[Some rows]
==================================================
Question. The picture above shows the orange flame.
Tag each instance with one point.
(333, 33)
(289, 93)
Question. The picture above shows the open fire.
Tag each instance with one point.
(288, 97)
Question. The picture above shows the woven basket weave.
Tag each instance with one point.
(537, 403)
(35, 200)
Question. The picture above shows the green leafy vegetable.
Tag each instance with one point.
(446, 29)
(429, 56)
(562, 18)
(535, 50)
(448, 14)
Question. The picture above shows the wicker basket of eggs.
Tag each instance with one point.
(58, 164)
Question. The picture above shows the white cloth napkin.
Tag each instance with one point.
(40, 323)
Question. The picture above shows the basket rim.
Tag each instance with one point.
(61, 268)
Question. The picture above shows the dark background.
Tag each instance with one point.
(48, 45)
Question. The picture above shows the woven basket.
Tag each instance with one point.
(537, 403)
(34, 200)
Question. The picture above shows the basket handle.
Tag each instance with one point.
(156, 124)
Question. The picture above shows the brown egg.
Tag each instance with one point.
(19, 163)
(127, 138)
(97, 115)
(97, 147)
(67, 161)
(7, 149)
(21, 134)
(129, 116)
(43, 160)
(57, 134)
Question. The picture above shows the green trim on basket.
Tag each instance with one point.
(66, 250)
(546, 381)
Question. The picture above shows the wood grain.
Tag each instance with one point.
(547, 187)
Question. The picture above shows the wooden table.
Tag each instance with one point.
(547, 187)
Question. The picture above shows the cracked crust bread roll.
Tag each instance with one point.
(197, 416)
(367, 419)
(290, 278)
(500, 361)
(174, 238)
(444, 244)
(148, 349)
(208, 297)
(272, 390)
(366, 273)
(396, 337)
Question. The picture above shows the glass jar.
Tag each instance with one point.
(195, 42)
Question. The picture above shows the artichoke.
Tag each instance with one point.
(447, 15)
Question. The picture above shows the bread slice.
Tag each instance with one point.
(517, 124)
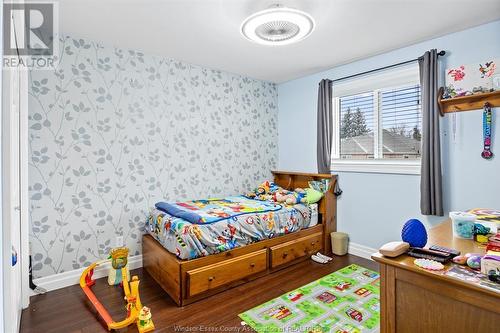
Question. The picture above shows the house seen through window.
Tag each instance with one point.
(381, 124)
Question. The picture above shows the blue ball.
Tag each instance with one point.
(414, 233)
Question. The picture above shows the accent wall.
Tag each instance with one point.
(113, 131)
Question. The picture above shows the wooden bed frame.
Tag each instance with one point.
(187, 281)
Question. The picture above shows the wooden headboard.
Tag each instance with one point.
(327, 206)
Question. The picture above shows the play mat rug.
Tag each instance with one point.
(344, 301)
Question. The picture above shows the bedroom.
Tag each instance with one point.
(249, 162)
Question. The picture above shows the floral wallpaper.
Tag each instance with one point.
(113, 131)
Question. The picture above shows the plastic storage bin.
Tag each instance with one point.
(463, 224)
(314, 215)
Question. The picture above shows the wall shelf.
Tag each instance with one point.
(467, 103)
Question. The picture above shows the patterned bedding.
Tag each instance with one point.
(188, 241)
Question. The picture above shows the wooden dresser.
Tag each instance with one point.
(416, 300)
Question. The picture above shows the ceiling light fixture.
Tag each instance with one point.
(277, 26)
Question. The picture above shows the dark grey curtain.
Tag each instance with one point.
(431, 192)
(325, 126)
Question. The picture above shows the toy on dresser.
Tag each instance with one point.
(490, 263)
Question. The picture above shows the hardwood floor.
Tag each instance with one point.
(68, 310)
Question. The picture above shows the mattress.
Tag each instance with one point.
(187, 240)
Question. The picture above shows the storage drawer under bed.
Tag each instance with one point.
(212, 276)
(297, 248)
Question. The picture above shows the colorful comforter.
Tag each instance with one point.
(187, 240)
(213, 210)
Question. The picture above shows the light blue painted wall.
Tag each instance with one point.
(374, 207)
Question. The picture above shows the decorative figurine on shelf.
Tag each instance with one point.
(414, 233)
(119, 262)
(145, 321)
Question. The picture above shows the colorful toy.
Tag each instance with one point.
(461, 260)
(463, 224)
(136, 313)
(430, 265)
(487, 153)
(474, 262)
(119, 262)
(414, 233)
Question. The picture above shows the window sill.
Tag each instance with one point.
(374, 166)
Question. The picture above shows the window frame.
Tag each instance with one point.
(378, 164)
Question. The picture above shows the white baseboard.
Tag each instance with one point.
(361, 250)
(70, 278)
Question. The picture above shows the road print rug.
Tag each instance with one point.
(347, 300)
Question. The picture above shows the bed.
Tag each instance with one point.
(191, 261)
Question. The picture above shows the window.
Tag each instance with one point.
(378, 123)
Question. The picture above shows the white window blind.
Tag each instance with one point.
(378, 122)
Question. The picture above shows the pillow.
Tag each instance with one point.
(312, 195)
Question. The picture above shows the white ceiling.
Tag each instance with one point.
(206, 32)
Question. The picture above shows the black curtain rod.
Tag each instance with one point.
==================================================
*Instructions for the task:* Copy each of the rows above word for word, without changing anything. Leave the pictures out of your answer.

*Answer to the task:*
Question. The picture above shows the orange flame.
Tag each instance with one point.
(333, 33)
(289, 93)
Question. The picture above shows the open fire.
Tag each instance with one point.
(288, 97)
Question. The picture above shows the woven basket weave.
Tag each instance with one point.
(537, 403)
(35, 200)
Question. The picture above shows the green leafy vegetable.
Tag each instance with one point.
(446, 29)
(429, 56)
(562, 18)
(535, 50)
(448, 14)
Question. The picture above shows the wicker basket of eggs.
Tag each instance with one point.
(58, 164)
Question. The picture above shows the white cloth napkin.
Tag each instance with one point.
(40, 323)
Question. The picture above shows the basket rim.
Tag each instance with one point.
(61, 268)
Question. The picture above shows the dark background.
Tag each instance with one point.
(48, 45)
Question. The picture above shows the woven basket.
Tag each instance with one point.
(537, 403)
(34, 200)
Question. The picture above shows the basket handle.
Tag each instance with one point.
(156, 124)
Question. The picture above shows the brown egg.
Tag each instance with one point.
(19, 163)
(127, 138)
(97, 115)
(97, 147)
(67, 161)
(7, 149)
(21, 134)
(129, 116)
(43, 160)
(57, 134)
Question. The picture above shows the green trim on basket.
Tag each instance with one point.
(66, 250)
(546, 381)
Question. The picture above shows the wood grain.
Tag each instance with one point.
(547, 187)
Question. The picture above shows the wooden table.
Tag each instance with one point.
(547, 187)
Question. The picture above shows the cracked crust bread roll.
Tag each instance with one point.
(197, 416)
(367, 419)
(290, 278)
(500, 361)
(174, 238)
(444, 244)
(148, 349)
(208, 297)
(272, 390)
(366, 273)
(396, 337)
Question. The picture above shows the glass jar.
Tag each instance with one point.
(195, 42)
Question. The picture above shows the artichoke.
Tag each instance with one point.
(447, 15)
Question. The picture above shows the bread slice.
Tag each instance with one point.
(517, 124)
Question. The picture above shows the house seen through window.
Tag each instance with one point.
(381, 124)
Question. The picture above shows the blue ball.
Tag each instance with one point.
(414, 233)
Question. The picture above shows the accent wall.
Tag each instance with one point.
(113, 131)
Question. The picture above shows the wooden bed frame.
Tag each instance with one point.
(187, 281)
Question. The picture above shows the wooden headboard.
Tag each instance with one point.
(327, 206)
Question. The picture above shows the play mat rug.
Tag each instance with one point.
(344, 301)
Question. The picture above shows the bedroom.
Tag each instance with one point.
(249, 162)
Question. The picture above shows the floral wallpaper.
Tag each instance with one point.
(113, 131)
Question. The picture above shows the plastic storage bin.
Tag each instance with one point.
(463, 224)
(314, 215)
Question. The picture above shows the wall shelf.
Tag each instance with one point.
(467, 103)
Question. The picture above shows the patterned bedding.
Tag each instance with one point.
(188, 241)
Question. The picture above shows the wooden dresser.
Tag each instance with one point.
(416, 300)
Question. The picture above shows the ceiling light fixture.
Tag each instance with one point.
(277, 26)
Question. The picture above shows the dark grey curtain.
Tag each instance with one point.
(431, 192)
(325, 126)
Question. The picture above shows the toy on dresser.
Tag each instance with one point.
(490, 263)
Question. The picture above shows the hardwood floor.
Tag each instance with one point.
(68, 310)
Question. The picture above shows the mattress.
Tag each instance with one point.
(187, 240)
Question. The picture above shows the storage drawer under bed.
Tag each instance with one point.
(212, 276)
(297, 248)
Question. The picture above shows the colorful comforter.
Tag each instance with one point.
(187, 240)
(213, 210)
Question. The picture above shows the light blue painted wall.
Tag each instance with one point.
(374, 207)
Question. The picture above shows the decorative figurine on shelf.
Tag each instance with one point.
(414, 233)
(119, 262)
(145, 321)
Question. The picture above shows the colorful toy.
Tag each instance with one point.
(461, 260)
(463, 224)
(136, 313)
(430, 265)
(487, 153)
(474, 262)
(119, 262)
(414, 233)
Question. The picture above shows the window sill.
Tag each instance with one point.
(374, 166)
Question. The picture above shows the window frame.
Tag each instance with one point.
(378, 164)
Question. The picture above shows the white baseboard.
Tag each instance with one point.
(361, 250)
(70, 278)
Question. The picture above shows the road print rug.
Tag each instance with one point.
(347, 300)
Question. The picture above shows the bed.
Tag each instance with one point.
(191, 261)
Question. The picture above shows the window.
Tag each instance with one point.
(378, 123)
Question. The picture above shows the white window blind.
Tag each instance with one point.
(378, 122)
Question. The picture above shows the pillow.
Tag each instance with one point.
(312, 195)
Question. The picture above shows the white ceiling.
Tag each instance with one point.
(206, 32)
Question. The picture above shows the black curtain rod.
Tag each instance with one point.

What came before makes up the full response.